:: SUPPLIED PASSAGE ::

-1

I am rewriting python code to plpgsql that slices a table and imports slices of a table back to the database into different tables. Assume Func(..) is a function that returns some INT and Condition(..., ...) is some conditional expression.

Python

  • copy_expert COPY (SELECT *, (Func(B)) FROM TABLE A ORDER BY (SELECT Func(B) FROM B WHERE Condition(A,B)) TO STDOUT to a file
  • slice the resulting table into n parts in python by writing to different dump slice files
  • for each slice get a new cursor and run copy_expert COPY some_table FROM STDIN

PL/Pgsql

  • run something like

        DECLARE
           ...
           part_name VARCHAR[] = ARRAY[{part_names}];
           prep_stmt VARCHAR[] = ARRAY[{parts}];
        BEGIN 
            FOR i in 1..{parts} LOOP
                prep_stmt[i] := $$ INSERT INTO $$ || part_name[i] || $$
                       ({list_cols}) VALUES ({args}); $$;
            END LOOP;
            FOR row IN (SELECT *, (Func(B)) FROM TABLE A ORDER BY      
                          (SELECT Func(B) FROM B WHERE Condition(A,B))

:::
:: INFORMATION SHOWN ::

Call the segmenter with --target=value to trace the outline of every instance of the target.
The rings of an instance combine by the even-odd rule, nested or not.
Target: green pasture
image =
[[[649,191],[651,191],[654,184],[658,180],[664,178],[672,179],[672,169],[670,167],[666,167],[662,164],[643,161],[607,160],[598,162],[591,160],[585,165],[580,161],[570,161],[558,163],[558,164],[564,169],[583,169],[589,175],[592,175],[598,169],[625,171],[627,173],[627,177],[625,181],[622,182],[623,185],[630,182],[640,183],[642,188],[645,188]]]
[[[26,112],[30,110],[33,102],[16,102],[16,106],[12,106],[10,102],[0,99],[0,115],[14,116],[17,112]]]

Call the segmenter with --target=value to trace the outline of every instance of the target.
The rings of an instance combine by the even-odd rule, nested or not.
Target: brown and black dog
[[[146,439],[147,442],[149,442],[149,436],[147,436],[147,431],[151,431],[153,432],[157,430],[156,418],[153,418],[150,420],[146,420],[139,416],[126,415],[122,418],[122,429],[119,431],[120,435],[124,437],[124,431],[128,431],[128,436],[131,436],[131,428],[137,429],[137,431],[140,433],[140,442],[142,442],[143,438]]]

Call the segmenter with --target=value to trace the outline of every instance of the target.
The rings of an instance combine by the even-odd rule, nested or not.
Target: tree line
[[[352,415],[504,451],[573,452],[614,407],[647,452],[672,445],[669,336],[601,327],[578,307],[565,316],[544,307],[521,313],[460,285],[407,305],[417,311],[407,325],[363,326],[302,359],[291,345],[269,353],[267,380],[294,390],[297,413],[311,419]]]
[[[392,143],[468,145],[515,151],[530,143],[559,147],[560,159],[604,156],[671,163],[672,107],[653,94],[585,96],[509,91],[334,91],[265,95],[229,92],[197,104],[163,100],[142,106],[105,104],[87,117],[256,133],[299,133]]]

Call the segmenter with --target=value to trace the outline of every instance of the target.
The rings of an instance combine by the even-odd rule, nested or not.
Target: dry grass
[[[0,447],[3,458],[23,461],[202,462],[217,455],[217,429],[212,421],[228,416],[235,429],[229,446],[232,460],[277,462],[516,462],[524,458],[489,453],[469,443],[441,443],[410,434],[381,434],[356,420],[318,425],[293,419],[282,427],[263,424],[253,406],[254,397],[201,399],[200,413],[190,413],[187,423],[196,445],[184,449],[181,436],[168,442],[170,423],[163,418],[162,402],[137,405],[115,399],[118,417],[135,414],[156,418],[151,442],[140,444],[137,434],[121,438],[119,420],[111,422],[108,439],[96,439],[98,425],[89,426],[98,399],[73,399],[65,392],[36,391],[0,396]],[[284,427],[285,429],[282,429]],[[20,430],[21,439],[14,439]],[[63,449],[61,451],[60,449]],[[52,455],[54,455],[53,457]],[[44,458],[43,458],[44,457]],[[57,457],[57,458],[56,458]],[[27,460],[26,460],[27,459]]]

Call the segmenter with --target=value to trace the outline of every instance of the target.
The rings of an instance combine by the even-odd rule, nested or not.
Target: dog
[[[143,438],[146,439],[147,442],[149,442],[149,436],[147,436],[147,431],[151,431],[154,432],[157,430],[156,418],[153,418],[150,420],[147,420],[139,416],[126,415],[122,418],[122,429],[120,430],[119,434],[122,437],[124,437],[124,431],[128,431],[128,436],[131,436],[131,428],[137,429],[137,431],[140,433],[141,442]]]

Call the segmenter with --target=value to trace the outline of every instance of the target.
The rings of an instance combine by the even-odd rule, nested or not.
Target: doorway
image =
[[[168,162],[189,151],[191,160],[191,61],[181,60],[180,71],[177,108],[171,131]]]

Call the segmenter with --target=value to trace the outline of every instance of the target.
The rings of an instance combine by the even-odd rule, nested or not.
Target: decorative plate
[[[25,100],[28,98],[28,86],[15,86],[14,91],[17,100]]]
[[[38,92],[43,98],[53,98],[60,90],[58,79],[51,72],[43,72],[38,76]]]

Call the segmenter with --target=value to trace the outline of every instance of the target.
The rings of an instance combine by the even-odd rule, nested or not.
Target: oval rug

:::

**TASK DESCRIPTION**
Carry on the forum post about porting the Python table-slicing code to PL/pgSQL, starting right after its last line.

**RESPONSE TO THE EXERCISE**
            LOOP
                chosen_part := 0;
                FOR i IN 1..{parts} LOOP
                    -- choose some part based on Func(B)
                    -- this takes negligible amount of time
                    ... 
                END LOOP;
    
                EXECUTE prep_stmt[part] USING row;
            END LOOP;
        END
    

Python approach performs this task way faster. I mean orders of magnitude faster although client and database are different machines. The tables have ~16M rows each having 5-7 columns.

Is there a way to make it run faster using plpgsql?

Context

The slices would then stay on a single machine and be processed using a different cursor and a processor for each. The reason for slicing is that further processing is CPU and not IO intensive as it works with Polygon intersection and slicing gave significant performance advantage (at least to the non-slices implementation)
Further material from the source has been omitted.